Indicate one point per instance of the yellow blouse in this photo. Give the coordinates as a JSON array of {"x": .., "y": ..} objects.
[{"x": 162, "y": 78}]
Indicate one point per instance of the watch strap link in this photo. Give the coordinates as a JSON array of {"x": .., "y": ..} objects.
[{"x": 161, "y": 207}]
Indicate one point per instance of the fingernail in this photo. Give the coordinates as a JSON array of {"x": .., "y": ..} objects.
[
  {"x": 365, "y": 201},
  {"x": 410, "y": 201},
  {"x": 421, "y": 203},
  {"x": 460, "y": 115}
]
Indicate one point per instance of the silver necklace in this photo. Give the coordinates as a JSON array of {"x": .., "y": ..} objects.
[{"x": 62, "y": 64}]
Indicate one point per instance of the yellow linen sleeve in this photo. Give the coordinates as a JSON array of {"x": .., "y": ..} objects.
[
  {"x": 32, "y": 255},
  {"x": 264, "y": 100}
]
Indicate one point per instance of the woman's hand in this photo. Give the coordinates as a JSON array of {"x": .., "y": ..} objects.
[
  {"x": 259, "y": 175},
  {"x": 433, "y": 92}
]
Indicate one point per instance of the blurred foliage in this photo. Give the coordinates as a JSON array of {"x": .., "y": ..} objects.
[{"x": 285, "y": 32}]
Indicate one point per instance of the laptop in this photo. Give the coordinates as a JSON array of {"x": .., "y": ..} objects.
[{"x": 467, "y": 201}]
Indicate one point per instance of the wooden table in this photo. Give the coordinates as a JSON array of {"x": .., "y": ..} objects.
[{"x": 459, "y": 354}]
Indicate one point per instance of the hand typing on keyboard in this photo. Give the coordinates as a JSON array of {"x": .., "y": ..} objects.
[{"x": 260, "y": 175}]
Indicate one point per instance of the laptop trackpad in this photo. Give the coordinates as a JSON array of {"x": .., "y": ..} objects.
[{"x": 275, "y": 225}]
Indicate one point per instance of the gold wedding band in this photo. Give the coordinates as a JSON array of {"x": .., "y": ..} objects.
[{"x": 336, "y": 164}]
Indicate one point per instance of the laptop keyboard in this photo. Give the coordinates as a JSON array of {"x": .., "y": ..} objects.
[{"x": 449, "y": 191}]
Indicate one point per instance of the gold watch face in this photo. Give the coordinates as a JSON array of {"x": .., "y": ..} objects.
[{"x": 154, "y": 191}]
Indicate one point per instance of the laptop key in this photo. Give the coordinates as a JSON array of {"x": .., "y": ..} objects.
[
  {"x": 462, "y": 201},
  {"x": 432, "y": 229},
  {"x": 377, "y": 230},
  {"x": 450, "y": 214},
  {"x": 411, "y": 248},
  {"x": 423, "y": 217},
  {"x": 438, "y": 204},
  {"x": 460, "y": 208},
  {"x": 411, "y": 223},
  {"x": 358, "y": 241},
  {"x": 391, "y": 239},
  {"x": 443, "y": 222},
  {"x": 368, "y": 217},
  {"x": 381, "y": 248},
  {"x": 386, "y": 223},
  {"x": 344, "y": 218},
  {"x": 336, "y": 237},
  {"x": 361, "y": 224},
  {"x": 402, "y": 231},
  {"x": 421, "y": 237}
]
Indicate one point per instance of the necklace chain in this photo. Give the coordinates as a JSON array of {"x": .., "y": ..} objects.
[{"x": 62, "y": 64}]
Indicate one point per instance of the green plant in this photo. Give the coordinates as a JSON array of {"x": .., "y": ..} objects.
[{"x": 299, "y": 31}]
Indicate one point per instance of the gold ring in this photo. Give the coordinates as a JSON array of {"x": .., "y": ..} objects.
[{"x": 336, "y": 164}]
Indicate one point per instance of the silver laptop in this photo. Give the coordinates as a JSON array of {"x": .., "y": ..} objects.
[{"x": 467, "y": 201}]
---
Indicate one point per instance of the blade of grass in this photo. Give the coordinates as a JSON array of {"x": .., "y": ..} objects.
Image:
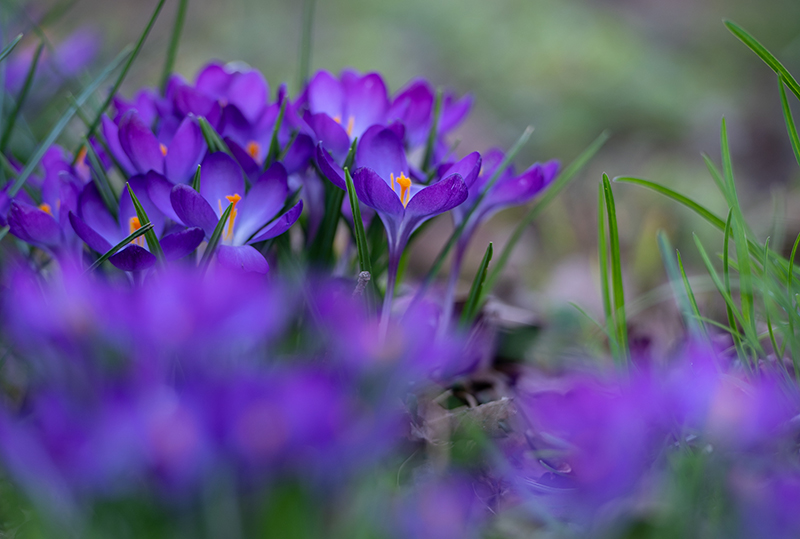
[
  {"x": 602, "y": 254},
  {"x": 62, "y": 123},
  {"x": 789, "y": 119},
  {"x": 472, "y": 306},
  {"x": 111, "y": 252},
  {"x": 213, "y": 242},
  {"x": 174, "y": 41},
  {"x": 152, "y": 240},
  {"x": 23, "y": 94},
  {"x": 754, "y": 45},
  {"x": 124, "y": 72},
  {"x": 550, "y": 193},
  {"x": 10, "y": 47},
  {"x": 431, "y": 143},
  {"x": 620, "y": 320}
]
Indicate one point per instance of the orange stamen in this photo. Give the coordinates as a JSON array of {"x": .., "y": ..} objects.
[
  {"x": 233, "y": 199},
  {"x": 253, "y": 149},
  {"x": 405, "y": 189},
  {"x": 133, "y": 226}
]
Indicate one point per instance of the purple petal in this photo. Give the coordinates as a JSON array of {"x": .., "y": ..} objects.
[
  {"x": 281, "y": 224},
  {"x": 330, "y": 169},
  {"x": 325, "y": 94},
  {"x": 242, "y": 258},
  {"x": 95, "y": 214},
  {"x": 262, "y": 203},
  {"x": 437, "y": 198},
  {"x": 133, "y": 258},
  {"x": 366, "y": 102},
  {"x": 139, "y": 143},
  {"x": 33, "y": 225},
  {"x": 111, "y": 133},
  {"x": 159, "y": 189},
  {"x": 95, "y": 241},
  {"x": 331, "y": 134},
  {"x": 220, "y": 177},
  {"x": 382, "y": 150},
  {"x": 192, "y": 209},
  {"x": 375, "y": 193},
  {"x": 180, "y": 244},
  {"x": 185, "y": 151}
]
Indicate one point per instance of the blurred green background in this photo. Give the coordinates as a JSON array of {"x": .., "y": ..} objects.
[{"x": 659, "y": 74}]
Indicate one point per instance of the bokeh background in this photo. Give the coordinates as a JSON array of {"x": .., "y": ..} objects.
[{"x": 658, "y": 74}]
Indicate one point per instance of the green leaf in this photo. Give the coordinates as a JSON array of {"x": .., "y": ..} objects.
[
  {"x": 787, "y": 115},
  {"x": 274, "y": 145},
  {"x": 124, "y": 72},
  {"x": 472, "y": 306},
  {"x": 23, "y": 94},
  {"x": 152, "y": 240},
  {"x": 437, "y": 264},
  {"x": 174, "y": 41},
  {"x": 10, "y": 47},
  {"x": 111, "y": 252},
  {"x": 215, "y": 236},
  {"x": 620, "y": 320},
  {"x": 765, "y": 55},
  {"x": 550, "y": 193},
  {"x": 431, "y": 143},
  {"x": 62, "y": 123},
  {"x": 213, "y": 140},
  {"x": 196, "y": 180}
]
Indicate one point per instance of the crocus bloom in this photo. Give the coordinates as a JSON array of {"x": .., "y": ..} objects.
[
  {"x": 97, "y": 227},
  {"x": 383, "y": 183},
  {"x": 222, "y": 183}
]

• [WHAT THE EXERCISE ASKS]:
How many lines of the entries above contain the word "silver"? Reply with the number alone.

• [THE RESULT]:
2